** start Data extract **

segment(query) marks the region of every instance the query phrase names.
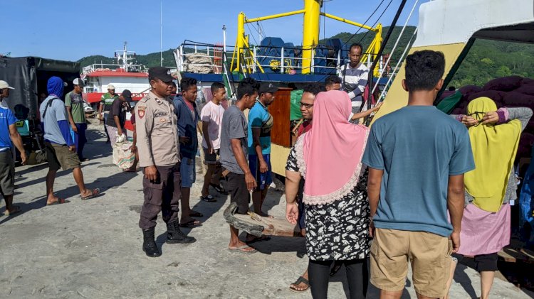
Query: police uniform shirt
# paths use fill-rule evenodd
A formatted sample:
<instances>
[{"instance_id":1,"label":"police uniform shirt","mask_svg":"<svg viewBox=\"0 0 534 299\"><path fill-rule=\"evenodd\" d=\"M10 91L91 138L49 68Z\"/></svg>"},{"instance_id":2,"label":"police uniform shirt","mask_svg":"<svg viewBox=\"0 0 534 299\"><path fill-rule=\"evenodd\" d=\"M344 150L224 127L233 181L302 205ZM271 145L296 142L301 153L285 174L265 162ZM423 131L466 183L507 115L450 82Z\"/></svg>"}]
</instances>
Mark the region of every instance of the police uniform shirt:
<instances>
[{"instance_id":1,"label":"police uniform shirt","mask_svg":"<svg viewBox=\"0 0 534 299\"><path fill-rule=\"evenodd\" d=\"M135 113L140 166L179 163L178 129L172 102L150 92L135 105Z\"/></svg>"}]
</instances>

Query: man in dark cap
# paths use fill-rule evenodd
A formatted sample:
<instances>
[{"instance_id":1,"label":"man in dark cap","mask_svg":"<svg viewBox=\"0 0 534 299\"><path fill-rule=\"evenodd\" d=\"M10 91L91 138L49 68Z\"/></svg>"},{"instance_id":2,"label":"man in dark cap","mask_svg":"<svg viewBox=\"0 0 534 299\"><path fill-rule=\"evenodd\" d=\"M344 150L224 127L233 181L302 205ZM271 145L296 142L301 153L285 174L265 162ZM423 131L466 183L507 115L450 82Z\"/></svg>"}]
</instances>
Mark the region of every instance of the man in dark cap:
<instances>
[{"instance_id":1,"label":"man in dark cap","mask_svg":"<svg viewBox=\"0 0 534 299\"><path fill-rule=\"evenodd\" d=\"M269 185L273 183L271 176L271 129L273 127L273 116L267 107L274 102L274 93L278 89L273 83L262 83L256 104L248 112L248 165L258 183L252 192L252 202L254 212L264 217L267 214L261 211L261 206L267 196Z\"/></svg>"},{"instance_id":2,"label":"man in dark cap","mask_svg":"<svg viewBox=\"0 0 534 299\"><path fill-rule=\"evenodd\" d=\"M130 102L132 101L132 92L128 89L124 89L119 97L113 100L111 104L111 109L108 115L105 125L108 134L110 135L111 147L115 146L117 138L126 134L124 127L126 122L126 112L131 109Z\"/></svg>"},{"instance_id":3,"label":"man in dark cap","mask_svg":"<svg viewBox=\"0 0 534 299\"><path fill-rule=\"evenodd\" d=\"M137 148L143 168L145 203L139 227L143 232L143 251L148 256L162 253L154 239L157 214L162 212L167 223L167 243L193 243L179 227L180 152L174 107L169 100L172 80L167 67L151 67L148 95L135 105Z\"/></svg>"}]
</instances>

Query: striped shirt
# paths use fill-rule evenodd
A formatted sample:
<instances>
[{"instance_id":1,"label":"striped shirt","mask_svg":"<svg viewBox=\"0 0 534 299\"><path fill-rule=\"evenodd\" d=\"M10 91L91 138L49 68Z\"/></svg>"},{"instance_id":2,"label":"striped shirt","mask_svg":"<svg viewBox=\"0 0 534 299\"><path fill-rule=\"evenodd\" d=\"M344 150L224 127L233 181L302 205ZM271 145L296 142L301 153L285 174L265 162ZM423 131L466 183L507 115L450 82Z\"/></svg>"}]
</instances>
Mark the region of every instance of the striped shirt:
<instances>
[{"instance_id":1,"label":"striped shirt","mask_svg":"<svg viewBox=\"0 0 534 299\"><path fill-rule=\"evenodd\" d=\"M350 63L345 65L342 67L341 74L341 89L349 94L349 97L352 102L352 107L360 107L362 104L361 96L365 89L369 77L369 69L363 63L360 62L356 67L351 67Z\"/></svg>"}]
</instances>

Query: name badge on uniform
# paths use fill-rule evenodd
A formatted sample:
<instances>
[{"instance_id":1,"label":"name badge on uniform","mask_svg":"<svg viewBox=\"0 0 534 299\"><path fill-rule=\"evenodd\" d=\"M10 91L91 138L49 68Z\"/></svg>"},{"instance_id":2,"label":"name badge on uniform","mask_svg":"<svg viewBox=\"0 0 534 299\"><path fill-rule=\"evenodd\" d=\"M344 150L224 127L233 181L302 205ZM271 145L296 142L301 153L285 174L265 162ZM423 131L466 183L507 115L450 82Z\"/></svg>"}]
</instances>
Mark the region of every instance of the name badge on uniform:
<instances>
[{"instance_id":1,"label":"name badge on uniform","mask_svg":"<svg viewBox=\"0 0 534 299\"><path fill-rule=\"evenodd\" d=\"M137 115L140 119L142 119L145 116L145 110L146 109L147 107L145 106L139 106L137 107Z\"/></svg>"}]
</instances>

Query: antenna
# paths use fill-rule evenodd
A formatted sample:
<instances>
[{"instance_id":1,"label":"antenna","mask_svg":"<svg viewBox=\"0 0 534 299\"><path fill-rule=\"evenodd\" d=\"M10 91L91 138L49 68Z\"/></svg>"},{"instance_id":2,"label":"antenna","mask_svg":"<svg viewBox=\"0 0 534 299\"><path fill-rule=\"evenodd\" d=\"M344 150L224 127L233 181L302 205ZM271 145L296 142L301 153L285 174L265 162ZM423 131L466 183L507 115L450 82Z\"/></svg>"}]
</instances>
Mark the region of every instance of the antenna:
<instances>
[{"instance_id":1,"label":"antenna","mask_svg":"<svg viewBox=\"0 0 534 299\"><path fill-rule=\"evenodd\" d=\"M163 0L159 1L159 66L163 66Z\"/></svg>"}]
</instances>

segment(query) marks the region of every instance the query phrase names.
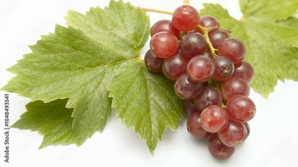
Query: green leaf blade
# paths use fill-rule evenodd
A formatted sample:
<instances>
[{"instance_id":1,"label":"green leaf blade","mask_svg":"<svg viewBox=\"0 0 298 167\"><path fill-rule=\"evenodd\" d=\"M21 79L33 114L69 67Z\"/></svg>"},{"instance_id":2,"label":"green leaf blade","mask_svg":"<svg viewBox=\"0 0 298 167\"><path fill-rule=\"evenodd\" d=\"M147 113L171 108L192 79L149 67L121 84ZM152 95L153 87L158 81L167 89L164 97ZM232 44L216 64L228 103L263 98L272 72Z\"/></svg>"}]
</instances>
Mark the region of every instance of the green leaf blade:
<instances>
[{"instance_id":1,"label":"green leaf blade","mask_svg":"<svg viewBox=\"0 0 298 167\"><path fill-rule=\"evenodd\" d=\"M128 128L134 127L153 155L166 127L175 131L178 119L183 119L183 101L173 91L172 81L152 73L143 63L136 60L116 76L109 97L117 117Z\"/></svg>"},{"instance_id":2,"label":"green leaf blade","mask_svg":"<svg viewBox=\"0 0 298 167\"><path fill-rule=\"evenodd\" d=\"M91 7L86 15L72 10L68 14L65 18L66 25L81 30L107 48L115 46L127 57L139 56L140 48L148 39L149 16L122 1L111 1L104 10Z\"/></svg>"}]
</instances>

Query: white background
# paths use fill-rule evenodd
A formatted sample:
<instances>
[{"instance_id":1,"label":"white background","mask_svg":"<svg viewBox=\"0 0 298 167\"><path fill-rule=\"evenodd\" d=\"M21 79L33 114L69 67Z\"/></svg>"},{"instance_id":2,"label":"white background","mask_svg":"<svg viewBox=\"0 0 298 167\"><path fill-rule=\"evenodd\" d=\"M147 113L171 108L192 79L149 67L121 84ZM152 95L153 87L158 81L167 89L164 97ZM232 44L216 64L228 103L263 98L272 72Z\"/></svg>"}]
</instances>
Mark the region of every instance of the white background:
<instances>
[{"instance_id":1,"label":"white background","mask_svg":"<svg viewBox=\"0 0 298 167\"><path fill-rule=\"evenodd\" d=\"M67 9L85 13L91 6L103 7L109 2L99 0L19 1L5 15L3 10L6 10L7 5L12 5L13 1L0 1L0 87L14 76L4 69L16 63L23 54L31 52L26 47L21 51L16 51L26 42L26 39L33 36L33 39L28 42L29 45L34 45L40 39L40 35L53 33L55 23L65 25L66 21L63 17L66 15ZM135 6L173 11L181 4L182 0L124 1L130 1ZM66 4L68 1L70 1ZM166 6L167 1L169 5ZM218 3L227 9L234 17L239 19L242 16L236 0L190 1L190 4L198 9L203 8L202 2ZM171 19L170 16L165 15L148 14L151 25L159 20ZM44 21L49 23L43 26ZM37 28L42 30L38 32ZM141 51L142 56L149 48L147 42ZM5 93L0 92L0 99L4 98ZM189 135L186 121L179 121L176 133L167 129L153 157L144 141L135 134L133 128L127 129L120 119L116 118L113 111L103 131L97 132L79 148L74 144L58 144L38 150L43 135L29 130L11 129L9 163L4 161L4 136L1 130L0 166L296 167L298 166L297 93L298 83L290 80L286 81L285 83L279 81L274 93L271 94L268 101L252 89L250 97L255 103L257 110L254 118L249 122L250 135L243 144L236 148L232 157L226 160L218 160L210 155L207 146L208 139L198 139L187 136ZM11 125L26 111L24 105L30 100L15 94L10 94L14 107L10 110ZM3 103L0 103L0 108L3 108ZM4 116L4 113L0 114L0 127L3 127ZM186 120L187 117L185 117ZM184 135L189 137L186 138ZM134 141L130 141L133 139ZM123 152L119 152L122 149ZM169 153L171 150L171 153ZM61 161L60 163L57 162L58 160ZM262 160L263 164L260 163Z\"/></svg>"}]
</instances>

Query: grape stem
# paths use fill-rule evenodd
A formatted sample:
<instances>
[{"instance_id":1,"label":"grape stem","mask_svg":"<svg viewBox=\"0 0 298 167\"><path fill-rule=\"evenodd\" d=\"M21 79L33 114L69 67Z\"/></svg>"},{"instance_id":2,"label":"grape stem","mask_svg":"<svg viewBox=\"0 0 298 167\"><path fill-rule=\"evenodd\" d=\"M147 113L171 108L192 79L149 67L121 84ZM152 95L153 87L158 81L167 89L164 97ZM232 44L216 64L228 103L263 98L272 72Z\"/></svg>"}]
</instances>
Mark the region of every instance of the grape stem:
<instances>
[{"instance_id":1,"label":"grape stem","mask_svg":"<svg viewBox=\"0 0 298 167\"><path fill-rule=\"evenodd\" d=\"M184 0L183 1L183 4L184 4L184 3L188 3L189 4L189 0ZM149 8L147 8L145 7L135 7L134 8L135 9L137 9L138 8L139 8L142 10L145 11L147 12L155 12L156 13L163 13L164 14L167 14L168 15L172 15L173 14L173 12L169 12L168 11L164 11L164 10L157 10L156 9L150 9ZM221 28L221 27L219 27L217 26L215 27L207 27L205 28L200 26L199 25L198 25L197 26L197 28L200 29L202 32L203 33L203 35L205 37L205 38L206 38L206 40L207 41L207 45L208 46L208 47L209 47L209 48L210 50L210 51L211 51L211 53L213 56L213 57L215 57L217 56L218 56L218 55L217 55L215 53L215 51L218 51L217 49L214 49L214 48L212 46L212 44L211 43L211 42L210 41L210 39L209 38L209 36L208 35L208 33L210 31L215 29L218 29L221 30L222 30L224 31L229 34L233 32L232 31L230 31L228 30L227 29L223 29L222 28ZM181 34L181 36L180 36L180 37L179 38L179 39L181 39L181 38L182 38L183 37L185 34L186 33L186 32L184 32L183 33Z\"/></svg>"},{"instance_id":2,"label":"grape stem","mask_svg":"<svg viewBox=\"0 0 298 167\"><path fill-rule=\"evenodd\" d=\"M212 46L212 44L211 43L211 41L210 41L210 39L209 38L209 36L208 35L208 33L211 30L215 29L218 29L224 30L229 34L233 31L228 30L226 29L219 27L217 26L212 27L205 28L199 25L198 25L197 28L200 29L203 32L203 35L206 38L207 45L208 45L208 47L209 47L209 48L210 50L210 51L211 51L211 54L213 57L215 57L218 56L215 53L215 51L217 51L218 50L216 49L214 49L213 46Z\"/></svg>"},{"instance_id":3,"label":"grape stem","mask_svg":"<svg viewBox=\"0 0 298 167\"><path fill-rule=\"evenodd\" d=\"M155 12L155 13L159 13L167 14L167 15L171 15L173 14L173 12L171 12L165 11L164 10L157 10L157 9L150 9L146 7L135 6L134 7L135 9L138 9L138 8L139 8L142 10L146 12Z\"/></svg>"}]
</instances>

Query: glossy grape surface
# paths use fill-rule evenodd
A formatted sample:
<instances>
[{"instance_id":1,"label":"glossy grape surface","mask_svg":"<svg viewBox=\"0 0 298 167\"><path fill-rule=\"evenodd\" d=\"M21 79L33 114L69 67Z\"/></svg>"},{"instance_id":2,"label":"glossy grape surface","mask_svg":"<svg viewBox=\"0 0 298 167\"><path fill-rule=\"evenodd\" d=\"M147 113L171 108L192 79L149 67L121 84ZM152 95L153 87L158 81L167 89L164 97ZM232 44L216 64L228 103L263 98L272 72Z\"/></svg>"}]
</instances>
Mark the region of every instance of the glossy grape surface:
<instances>
[{"instance_id":1,"label":"glossy grape surface","mask_svg":"<svg viewBox=\"0 0 298 167\"><path fill-rule=\"evenodd\" d=\"M247 131L244 125L231 119L226 128L218 133L222 143L229 147L235 147L243 143L247 136Z\"/></svg>"},{"instance_id":2,"label":"glossy grape surface","mask_svg":"<svg viewBox=\"0 0 298 167\"><path fill-rule=\"evenodd\" d=\"M187 131L193 136L202 138L206 138L212 134L203 129L201 124L201 111L196 112L191 115L187 123Z\"/></svg>"},{"instance_id":3,"label":"glossy grape surface","mask_svg":"<svg viewBox=\"0 0 298 167\"><path fill-rule=\"evenodd\" d=\"M160 73L162 72L162 68L164 60L164 59L155 56L150 49L148 50L145 54L145 58L144 59L146 67L149 70L154 73Z\"/></svg>"},{"instance_id":4,"label":"glossy grape surface","mask_svg":"<svg viewBox=\"0 0 298 167\"><path fill-rule=\"evenodd\" d=\"M234 64L240 63L246 54L246 48L244 44L237 38L225 39L219 44L218 55L230 58Z\"/></svg>"},{"instance_id":5,"label":"glossy grape surface","mask_svg":"<svg viewBox=\"0 0 298 167\"><path fill-rule=\"evenodd\" d=\"M234 147L227 146L219 140L217 134L213 133L208 142L208 149L210 154L215 158L223 160L230 157L235 152Z\"/></svg>"},{"instance_id":6,"label":"glossy grape surface","mask_svg":"<svg viewBox=\"0 0 298 167\"><path fill-rule=\"evenodd\" d=\"M233 76L243 79L248 84L249 84L254 79L254 68L247 62L241 61L235 64L235 71Z\"/></svg>"},{"instance_id":7,"label":"glossy grape surface","mask_svg":"<svg viewBox=\"0 0 298 167\"><path fill-rule=\"evenodd\" d=\"M235 67L233 62L225 56L218 56L213 58L215 65L215 73L213 76L218 81L225 81L232 77Z\"/></svg>"},{"instance_id":8,"label":"glossy grape surface","mask_svg":"<svg viewBox=\"0 0 298 167\"><path fill-rule=\"evenodd\" d=\"M195 29L200 21L198 10L187 5L181 5L173 12L172 21L174 26L181 31L190 31Z\"/></svg>"},{"instance_id":9,"label":"glossy grape surface","mask_svg":"<svg viewBox=\"0 0 298 167\"><path fill-rule=\"evenodd\" d=\"M174 89L176 94L180 98L190 99L201 93L203 86L203 83L195 82L189 77L187 74L185 73L177 78Z\"/></svg>"},{"instance_id":10,"label":"glossy grape surface","mask_svg":"<svg viewBox=\"0 0 298 167\"><path fill-rule=\"evenodd\" d=\"M150 41L150 48L156 56L166 58L173 55L179 47L178 39L171 33L159 32L152 37Z\"/></svg>"},{"instance_id":11,"label":"glossy grape surface","mask_svg":"<svg viewBox=\"0 0 298 167\"><path fill-rule=\"evenodd\" d=\"M175 80L186 73L186 66L189 59L181 53L176 53L164 60L162 69L164 74L169 79Z\"/></svg>"},{"instance_id":12,"label":"glossy grape surface","mask_svg":"<svg viewBox=\"0 0 298 167\"><path fill-rule=\"evenodd\" d=\"M183 108L184 111L188 116L190 116L193 114L199 111L195 106L193 99L184 100Z\"/></svg>"},{"instance_id":13,"label":"glossy grape surface","mask_svg":"<svg viewBox=\"0 0 298 167\"><path fill-rule=\"evenodd\" d=\"M223 97L228 102L232 97L237 95L248 97L250 92L249 86L245 81L240 78L235 77L224 81L221 90Z\"/></svg>"},{"instance_id":14,"label":"glossy grape surface","mask_svg":"<svg viewBox=\"0 0 298 167\"><path fill-rule=\"evenodd\" d=\"M172 21L169 20L162 20L153 24L150 30L150 35L152 37L156 33L163 31L171 33L177 38L180 37L181 31L175 27Z\"/></svg>"},{"instance_id":15,"label":"glossy grape surface","mask_svg":"<svg viewBox=\"0 0 298 167\"><path fill-rule=\"evenodd\" d=\"M220 92L213 86L204 86L202 92L193 99L195 105L199 111L212 105L220 106L222 98Z\"/></svg>"},{"instance_id":16,"label":"glossy grape surface","mask_svg":"<svg viewBox=\"0 0 298 167\"><path fill-rule=\"evenodd\" d=\"M229 123L229 116L226 110L218 105L208 106L201 114L201 123L204 129L212 133L221 131Z\"/></svg>"},{"instance_id":17,"label":"glossy grape surface","mask_svg":"<svg viewBox=\"0 0 298 167\"><path fill-rule=\"evenodd\" d=\"M212 59L203 55L190 59L186 67L190 77L198 82L204 82L211 79L215 73L215 65Z\"/></svg>"},{"instance_id":18,"label":"glossy grape surface","mask_svg":"<svg viewBox=\"0 0 298 167\"><path fill-rule=\"evenodd\" d=\"M202 54L207 47L206 38L201 34L195 32L190 32L184 35L179 45L181 52L189 58Z\"/></svg>"},{"instance_id":19,"label":"glossy grape surface","mask_svg":"<svg viewBox=\"0 0 298 167\"><path fill-rule=\"evenodd\" d=\"M256 105L249 97L243 95L232 97L226 104L226 112L230 118L239 122L252 119L256 114Z\"/></svg>"}]
</instances>

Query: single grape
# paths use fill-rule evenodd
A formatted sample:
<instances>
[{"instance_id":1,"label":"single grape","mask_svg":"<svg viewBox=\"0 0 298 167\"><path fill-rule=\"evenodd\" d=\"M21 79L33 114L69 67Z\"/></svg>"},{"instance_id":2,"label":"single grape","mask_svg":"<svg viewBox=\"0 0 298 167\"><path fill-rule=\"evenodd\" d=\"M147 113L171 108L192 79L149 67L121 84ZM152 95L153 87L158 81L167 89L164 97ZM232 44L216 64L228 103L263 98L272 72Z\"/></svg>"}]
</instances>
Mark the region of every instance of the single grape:
<instances>
[{"instance_id":1,"label":"single grape","mask_svg":"<svg viewBox=\"0 0 298 167\"><path fill-rule=\"evenodd\" d=\"M199 33L187 33L180 40L179 48L182 53L189 58L205 53L207 49L206 38Z\"/></svg>"},{"instance_id":2,"label":"single grape","mask_svg":"<svg viewBox=\"0 0 298 167\"><path fill-rule=\"evenodd\" d=\"M218 21L213 16L207 15L200 18L199 24L204 27L212 27L215 26L219 27Z\"/></svg>"},{"instance_id":3,"label":"single grape","mask_svg":"<svg viewBox=\"0 0 298 167\"><path fill-rule=\"evenodd\" d=\"M248 136L249 136L249 134L250 133L250 127L249 126L249 125L248 124L248 122L243 122L243 124L245 126L245 128L246 128L246 130L247 131L247 136L246 137L246 138L247 138Z\"/></svg>"},{"instance_id":4,"label":"single grape","mask_svg":"<svg viewBox=\"0 0 298 167\"><path fill-rule=\"evenodd\" d=\"M218 54L230 58L234 64L240 63L246 54L246 48L241 41L237 38L224 40L218 45Z\"/></svg>"},{"instance_id":5,"label":"single grape","mask_svg":"<svg viewBox=\"0 0 298 167\"><path fill-rule=\"evenodd\" d=\"M208 142L208 149L214 157L220 160L229 158L235 152L234 147L227 146L219 140L217 133L212 134Z\"/></svg>"},{"instance_id":6,"label":"single grape","mask_svg":"<svg viewBox=\"0 0 298 167\"><path fill-rule=\"evenodd\" d=\"M178 50L178 39L171 33L160 32L153 36L150 41L150 48L156 56L166 58L173 55Z\"/></svg>"},{"instance_id":7,"label":"single grape","mask_svg":"<svg viewBox=\"0 0 298 167\"><path fill-rule=\"evenodd\" d=\"M175 80L180 75L186 73L186 66L189 59L181 53L176 53L166 58L162 63L164 74Z\"/></svg>"},{"instance_id":8,"label":"single grape","mask_svg":"<svg viewBox=\"0 0 298 167\"><path fill-rule=\"evenodd\" d=\"M240 145L245 140L247 131L243 123L230 119L228 126L217 134L223 144L229 147L235 147Z\"/></svg>"},{"instance_id":9,"label":"single grape","mask_svg":"<svg viewBox=\"0 0 298 167\"><path fill-rule=\"evenodd\" d=\"M221 131L229 123L226 111L221 107L212 105L205 108L201 114L201 123L203 128L212 133Z\"/></svg>"},{"instance_id":10,"label":"single grape","mask_svg":"<svg viewBox=\"0 0 298 167\"><path fill-rule=\"evenodd\" d=\"M197 138L206 138L212 134L205 130L202 127L201 119L200 116L201 111L193 114L187 120L187 131L191 136Z\"/></svg>"},{"instance_id":11,"label":"single grape","mask_svg":"<svg viewBox=\"0 0 298 167\"><path fill-rule=\"evenodd\" d=\"M213 78L218 81L225 81L232 77L235 67L233 62L225 56L218 56L213 58L215 64L215 73Z\"/></svg>"},{"instance_id":12,"label":"single grape","mask_svg":"<svg viewBox=\"0 0 298 167\"><path fill-rule=\"evenodd\" d=\"M210 50L209 49L209 48L208 47L207 47L207 49L206 50L206 51L203 53L202 55L207 56L211 59L213 59L213 56L212 56L212 54L211 53L211 51L210 51Z\"/></svg>"},{"instance_id":13,"label":"single grape","mask_svg":"<svg viewBox=\"0 0 298 167\"><path fill-rule=\"evenodd\" d=\"M150 31L150 35L152 37L156 34L165 31L170 32L175 35L177 38L180 37L180 31L173 25L172 21L169 20L162 20L155 23Z\"/></svg>"},{"instance_id":14,"label":"single grape","mask_svg":"<svg viewBox=\"0 0 298 167\"><path fill-rule=\"evenodd\" d=\"M243 79L248 84L249 84L254 79L254 68L247 62L241 61L235 64L235 71L233 76Z\"/></svg>"},{"instance_id":15,"label":"single grape","mask_svg":"<svg viewBox=\"0 0 298 167\"><path fill-rule=\"evenodd\" d=\"M249 97L237 95L230 99L226 104L226 112L230 118L239 122L252 119L256 114L256 105Z\"/></svg>"},{"instance_id":16,"label":"single grape","mask_svg":"<svg viewBox=\"0 0 298 167\"><path fill-rule=\"evenodd\" d=\"M183 108L184 111L188 116L190 116L193 114L199 111L195 106L193 99L184 100Z\"/></svg>"},{"instance_id":17,"label":"single grape","mask_svg":"<svg viewBox=\"0 0 298 167\"><path fill-rule=\"evenodd\" d=\"M212 105L220 106L222 98L218 90L213 86L204 86L202 92L193 99L195 105L199 111Z\"/></svg>"},{"instance_id":18,"label":"single grape","mask_svg":"<svg viewBox=\"0 0 298 167\"><path fill-rule=\"evenodd\" d=\"M209 15L204 16L200 18L200 21L199 22L199 25L204 27L211 27L217 26L219 27L219 23L218 21L213 16ZM195 28L194 30L194 31L197 32L199 33L203 34L202 31L198 28Z\"/></svg>"},{"instance_id":19,"label":"single grape","mask_svg":"<svg viewBox=\"0 0 298 167\"><path fill-rule=\"evenodd\" d=\"M190 31L196 27L200 21L198 10L187 5L181 5L173 12L172 21L174 26L181 31Z\"/></svg>"},{"instance_id":20,"label":"single grape","mask_svg":"<svg viewBox=\"0 0 298 167\"><path fill-rule=\"evenodd\" d=\"M224 40L230 37L230 35L226 31L219 29L213 29L208 33L210 42L215 49L218 48L219 44Z\"/></svg>"},{"instance_id":21,"label":"single grape","mask_svg":"<svg viewBox=\"0 0 298 167\"><path fill-rule=\"evenodd\" d=\"M248 84L238 77L232 77L224 81L221 89L223 97L228 101L232 97L237 95L243 95L248 97L250 92Z\"/></svg>"},{"instance_id":22,"label":"single grape","mask_svg":"<svg viewBox=\"0 0 298 167\"><path fill-rule=\"evenodd\" d=\"M162 67L164 59L155 56L149 49L145 54L144 61L147 68L152 72L160 73L162 72Z\"/></svg>"},{"instance_id":23,"label":"single grape","mask_svg":"<svg viewBox=\"0 0 298 167\"><path fill-rule=\"evenodd\" d=\"M203 86L203 83L195 82L190 78L187 74L185 73L177 78L174 85L174 89L176 94L180 98L190 99L201 93Z\"/></svg>"},{"instance_id":24,"label":"single grape","mask_svg":"<svg viewBox=\"0 0 298 167\"><path fill-rule=\"evenodd\" d=\"M190 77L197 82L204 82L211 79L215 73L215 65L212 59L202 55L190 59L186 67Z\"/></svg>"}]
</instances>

** end Data extract **

Problem requirements: Show every line of the records above that contains the string "antenna", matching its case exactly.

Response to the task:
Query: antenna
[{"instance_id":1,"label":"antenna","mask_svg":"<svg viewBox=\"0 0 534 299\"><path fill-rule=\"evenodd\" d=\"M10 91L91 138L49 68Z\"/></svg>"},{"instance_id":2,"label":"antenna","mask_svg":"<svg viewBox=\"0 0 534 299\"><path fill-rule=\"evenodd\" d=\"M344 150L224 127L233 181L302 205ZM271 145L296 142L301 153L285 174L265 162ZM423 131L466 183L507 115L450 82Z\"/></svg>"}]
Mark the region of every instance of the antenna:
[{"instance_id":1,"label":"antenna","mask_svg":"<svg viewBox=\"0 0 534 299\"><path fill-rule=\"evenodd\" d=\"M163 0L159 1L159 66L163 66Z\"/></svg>"}]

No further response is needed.